TO DO: Without omitting anything, retype the data that follows.

SUPPLIED INFORMATION:
:::

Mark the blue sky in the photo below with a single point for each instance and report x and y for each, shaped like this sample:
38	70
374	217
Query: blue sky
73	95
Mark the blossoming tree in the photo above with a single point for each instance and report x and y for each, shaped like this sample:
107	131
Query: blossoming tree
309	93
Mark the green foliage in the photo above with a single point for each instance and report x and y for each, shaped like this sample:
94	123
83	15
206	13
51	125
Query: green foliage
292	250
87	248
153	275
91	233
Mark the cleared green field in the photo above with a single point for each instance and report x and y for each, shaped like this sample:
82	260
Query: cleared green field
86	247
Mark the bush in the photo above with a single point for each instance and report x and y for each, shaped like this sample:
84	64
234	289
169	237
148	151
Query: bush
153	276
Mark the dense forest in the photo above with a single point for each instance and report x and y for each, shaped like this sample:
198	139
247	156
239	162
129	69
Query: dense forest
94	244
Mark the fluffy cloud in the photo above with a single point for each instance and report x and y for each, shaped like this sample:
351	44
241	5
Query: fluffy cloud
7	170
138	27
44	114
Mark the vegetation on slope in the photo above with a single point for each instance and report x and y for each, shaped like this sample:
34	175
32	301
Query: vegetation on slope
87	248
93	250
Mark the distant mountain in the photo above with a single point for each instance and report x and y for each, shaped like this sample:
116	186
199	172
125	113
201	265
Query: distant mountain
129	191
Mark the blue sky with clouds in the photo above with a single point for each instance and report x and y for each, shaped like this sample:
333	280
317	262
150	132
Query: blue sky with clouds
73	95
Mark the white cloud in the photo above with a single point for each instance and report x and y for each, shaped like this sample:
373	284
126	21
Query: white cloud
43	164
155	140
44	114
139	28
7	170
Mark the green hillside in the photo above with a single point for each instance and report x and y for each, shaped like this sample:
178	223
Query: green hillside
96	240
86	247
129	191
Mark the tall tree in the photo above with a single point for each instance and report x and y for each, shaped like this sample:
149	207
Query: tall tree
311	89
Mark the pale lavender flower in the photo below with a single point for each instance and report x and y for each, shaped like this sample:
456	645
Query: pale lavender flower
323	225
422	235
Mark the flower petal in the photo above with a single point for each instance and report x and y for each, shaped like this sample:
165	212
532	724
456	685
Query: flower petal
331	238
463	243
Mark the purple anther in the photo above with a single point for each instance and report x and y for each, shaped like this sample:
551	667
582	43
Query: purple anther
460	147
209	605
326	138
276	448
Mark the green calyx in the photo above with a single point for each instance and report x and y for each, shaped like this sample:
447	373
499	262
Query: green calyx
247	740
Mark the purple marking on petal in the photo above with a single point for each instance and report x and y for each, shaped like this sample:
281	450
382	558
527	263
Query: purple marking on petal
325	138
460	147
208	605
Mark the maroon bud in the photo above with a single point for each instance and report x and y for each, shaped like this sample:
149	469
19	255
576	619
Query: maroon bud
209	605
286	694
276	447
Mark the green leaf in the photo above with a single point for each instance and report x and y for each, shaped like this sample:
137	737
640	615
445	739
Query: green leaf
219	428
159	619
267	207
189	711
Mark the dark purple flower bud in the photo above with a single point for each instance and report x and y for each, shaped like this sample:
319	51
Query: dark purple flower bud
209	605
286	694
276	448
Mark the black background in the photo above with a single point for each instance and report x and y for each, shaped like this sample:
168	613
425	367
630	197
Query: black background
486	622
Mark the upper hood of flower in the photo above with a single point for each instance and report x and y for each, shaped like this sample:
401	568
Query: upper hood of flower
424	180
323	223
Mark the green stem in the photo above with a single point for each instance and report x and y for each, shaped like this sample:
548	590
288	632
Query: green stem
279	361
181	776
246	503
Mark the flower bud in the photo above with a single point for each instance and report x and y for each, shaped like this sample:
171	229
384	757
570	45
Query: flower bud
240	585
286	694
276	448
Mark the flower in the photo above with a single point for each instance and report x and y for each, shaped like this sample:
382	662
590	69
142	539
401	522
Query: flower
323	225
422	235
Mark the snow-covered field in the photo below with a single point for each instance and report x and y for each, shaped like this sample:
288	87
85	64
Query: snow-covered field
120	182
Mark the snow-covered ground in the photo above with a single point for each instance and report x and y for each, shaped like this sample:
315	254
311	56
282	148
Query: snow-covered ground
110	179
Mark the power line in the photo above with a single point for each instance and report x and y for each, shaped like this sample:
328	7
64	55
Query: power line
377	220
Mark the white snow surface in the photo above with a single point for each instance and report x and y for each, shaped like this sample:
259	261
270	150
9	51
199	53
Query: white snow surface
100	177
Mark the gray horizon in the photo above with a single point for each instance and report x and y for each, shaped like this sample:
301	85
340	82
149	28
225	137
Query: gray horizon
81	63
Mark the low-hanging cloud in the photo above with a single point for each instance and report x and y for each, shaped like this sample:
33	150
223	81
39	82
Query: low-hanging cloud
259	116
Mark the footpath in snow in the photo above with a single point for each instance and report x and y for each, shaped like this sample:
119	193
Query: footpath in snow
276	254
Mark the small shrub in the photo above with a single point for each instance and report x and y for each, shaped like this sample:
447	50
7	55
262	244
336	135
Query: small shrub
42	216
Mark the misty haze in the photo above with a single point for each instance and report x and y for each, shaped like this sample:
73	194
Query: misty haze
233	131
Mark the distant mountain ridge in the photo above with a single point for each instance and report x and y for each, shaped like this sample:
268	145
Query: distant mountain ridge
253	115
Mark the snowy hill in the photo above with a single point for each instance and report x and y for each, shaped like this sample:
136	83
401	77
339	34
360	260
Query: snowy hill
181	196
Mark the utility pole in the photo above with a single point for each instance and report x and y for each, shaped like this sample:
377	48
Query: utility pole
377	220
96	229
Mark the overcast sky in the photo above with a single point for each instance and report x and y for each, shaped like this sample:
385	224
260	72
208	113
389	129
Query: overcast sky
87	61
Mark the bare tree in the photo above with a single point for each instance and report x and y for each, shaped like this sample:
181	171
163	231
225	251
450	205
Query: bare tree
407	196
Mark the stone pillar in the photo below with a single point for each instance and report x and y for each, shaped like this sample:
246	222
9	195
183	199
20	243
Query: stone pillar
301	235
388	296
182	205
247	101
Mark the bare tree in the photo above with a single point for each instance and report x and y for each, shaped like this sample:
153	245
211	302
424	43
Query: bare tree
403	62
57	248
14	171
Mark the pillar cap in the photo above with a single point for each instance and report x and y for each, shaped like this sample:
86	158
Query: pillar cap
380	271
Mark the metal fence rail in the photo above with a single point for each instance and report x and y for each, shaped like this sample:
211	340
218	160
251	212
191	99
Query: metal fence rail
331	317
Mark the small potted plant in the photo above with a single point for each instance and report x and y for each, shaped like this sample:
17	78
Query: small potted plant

:::

RIGHT ANSWER:
Mark the blue sky in the photo below with a single point for each instance and report x and y for each, shaped like this sample:
38	70
374	217
Query: blue sky
73	95
Mark the blossoming tree in the photo above with a single point for each instance and report x and y for each, shaped like this sample:
107	131
Query: blossoming tree
309	93
Mark the green foliage in the photo above with a single point for each instance and report x and y for each, shaped like this sample:
94	123
83	15
206	13
51	125
Query: green foliage
292	250
87	248
153	275
91	233
Mark the cleared green field in the photo above with a single point for each instance and report x and y for each, shaped like this sample:
82	260
Query: cleared green field
86	247
Mark the bush in the photo above with a single point for each instance and report x and y for each, shaped like this sample:
84	64
234	289
169	237
148	151
Query: bush
153	276
Mark the dense forest in the photo above with a single point for each instance and report x and y for each, shaped like this sample:
198	139
247	156
239	162
129	69
Query: dense forest
94	244
Mark the fluffy cloud in the photo above with a single point for each instance and report x and y for each, shaped like this sample:
351	44
241	5
Query: fluffy cloud
7	170
138	27
44	114
Mark the vegetation on slope in the photo above with a single point for each instance and report x and y for each, shaped like this sample:
34	175
32	301
Query: vegetation on slope
87	248
93	250
Mark the distant mountain in the photo above with a single point for each instance and report x and y for each, shaped like this sample:
116	186
199	172
125	113
201	265
Query: distant mountain
129	191
Mark the blue sky with clouds in the photo above with a single point for each instance and report x and y for each, shaped like this sample:
333	280
317	262
150	132
Query: blue sky with clouds
73	95
Mark the white cloud in the photo above with a single point for each instance and report x and y for each, shaped like this sample:
373	284
126	21
Query: white cloud
43	164
155	140
44	114
139	28
7	170
Mark the green hillside in the photo above with a single point for each instance and report x and y for each, shaped like this sample:
178	223
Query: green hillside
96	240
86	247
129	191
Mark the tall tree in the photo above with a single point for each instance and report x and y for each, shaped like this sample:
149	207
Query: tall tree
311	89
Mark the pale lavender flower in the photo below with a single point for each instance and report x and y for each, shaped like this sample:
456	645
Query: pale lavender flower
323	225
422	235
Mark the flower petal in the photo above with a single point for each instance and report x and y for each, shaped like this sample:
165	212
532	724
456	685
Query: flower petal
331	238
463	243
Mark the purple anther in the photo above with a single point for each instance and report x and y for each, shaped like this sample:
551	667
582	43
Query: purple anther
460	147
209	605
326	138
276	448
Mark the green calyx in the photo above with a single point for each instance and report x and y for each, shaped like this sample:
447	373
499	262
Query: green calyx
247	740
Mark the purple marking on petal in the photo above with a single point for each instance and report x and y for each, shaped like this sample:
281	450
382	558
527	263
Query: purple marking on petal
325	138
460	147
208	605
Mark the maroon bud in the photo above with a single point for each instance and report x and y for each, shaped like this sample:
149	469
19	255
576	619
Query: maroon bud
209	605
286	694
276	447
Mark the green leaf in the photo above with a single point for each instance and report x and y for each, shaped like this sample:
137	737
640	615
445	739
Query: green leaf
219	428
159	619
267	207
189	711
Mark the dark purple flower bud in the photo above with a single point for each instance and report x and y for each, shaped like this sample:
319	51
Query: dark purple flower bud
209	605
286	694
276	448
Mark the black background in the photo above with a single point for each instance and report x and y for each, shaped like this sample:
168	613
425	367
630	197
Query: black background
486	622
Mark the upper hood of flower in the photo above with a single point for each instance and report x and y for each, shaped like this sample:
401	568
Query: upper hood of flower
424	180
323	223
Mark the green stem in the photo above with a single point for each instance and report x and y for each, shaped like this sample:
548	590
288	632
Query: green stem
279	361
181	776
246	503
Mark the flower bud in the photo above with a single point for each instance and report x and y for each, shaped like this sample:
171	229
384	757
570	45
Query: flower bud
240	585
286	694
276	448
Mark the flower in the photo above with a single point for each instance and report x and y for each, shaped like this sample:
382	662
590	69
142	539
401	522
Query: flower
323	225
422	235
Mark the snow-covered field in the photo below with a single point for each instance and report x and y for each, shaped like this sample:
288	87
85	64
Query: snow-covered field
120	182
Mark the snow-covered ground in the photo above with a single point for each instance and report x and y for each, shaped like this sample:
315	254
311	56
282	148
Query: snow-covered ground
110	179
Mark the power line in the photo above with a single point for each instance and report x and y for each, shaped like this sample:
328	7
64	55
Query: power line
377	220
Mark the white snow surface in the photo above with a single point for each instance and report x and y for each, shaped like this sample:
259	261
270	150
9	51
199	53
Query: white snow surface
100	177
Mark the gray horizon in the photo above with a single point for each instance and report x and y for each, shaped like this sample:
301	85
340	82
149	28
225	137
Query: gray horizon
81	63
Mark the low-hanging cloud in the photo above with a single point for each instance and report x and y for each, shaped like this sample:
33	150
223	81
39	82
Query: low-hanging cloud
259	116
Mark the footpath in snow in the photo above with a single point for each instance and report x and y for each, shaped like this sample:
119	193
Query: footpath in snow
276	254
Mark the small shrub in the photo above with a single point for each instance and report x and y for each, shaped like this sample:
447	50
7	55
262	244
336	135
Query: small shrub
42	216
Mark the misty haze in the photo above with a single point for each instance and report x and y for each, shaped like this sample:
73	194
Query: misty haze
233	131
Mark the distant mountain ridge in the photo above with a single point for each instance and report x and y for each, shaped like this sample:
268	145
Query: distant mountain ridge
253	115
Mark the snowy hill in the photo above with a single point for each instance and report x and y for each, shaped like this sample:
136	83
401	77
339	34
360	260
Query: snowy hill
181	196
Mark the utility pole in the photo above with a single point for each instance and report x and y for each, shaped like this sample:
377	48
Query: utility pole
377	220
96	229
Mark the overcast sky in the photo above with a single point for each instance and report x and y for each, shaped like this sample:
385	224
260	72
208	113
389	129
Query: overcast sky
87	61
Mark the bare tree in the photo above with a single point for each instance and report x and y for each, shaped like this sample:
181	171
163	231
225	251
450	205
Query: bare tree
407	196
Mark the stone pillar in the photo below with a single point for each instance and report x and y for each, shaped like this sample:
246	222
9	195
183	199
20	243
Query: stone pillar
301	235
388	296
182	205
247	101
Mark the bare tree in the photo above with a single point for each instance and report x and y for each, shaped like this sample:
153	245
211	302
424	43
Query: bare tree
403	62
57	248
14	171
Mark the pillar cap in the photo above with a single point for each instance and report x and y for each, shaped like this sample:
86	158
Query: pillar cap
380	271
Mark the metal fence rail in the photo above with a single point for each instance and report x and y for each, shaped like this sample:
211	340
218	160
251	212
191	99
Query: metal fence rail
331	317
Mark the small potted plant in the photo above with a single point for each instance and report x and y for each, shaped like this sample:
17	78
Query: small potted plant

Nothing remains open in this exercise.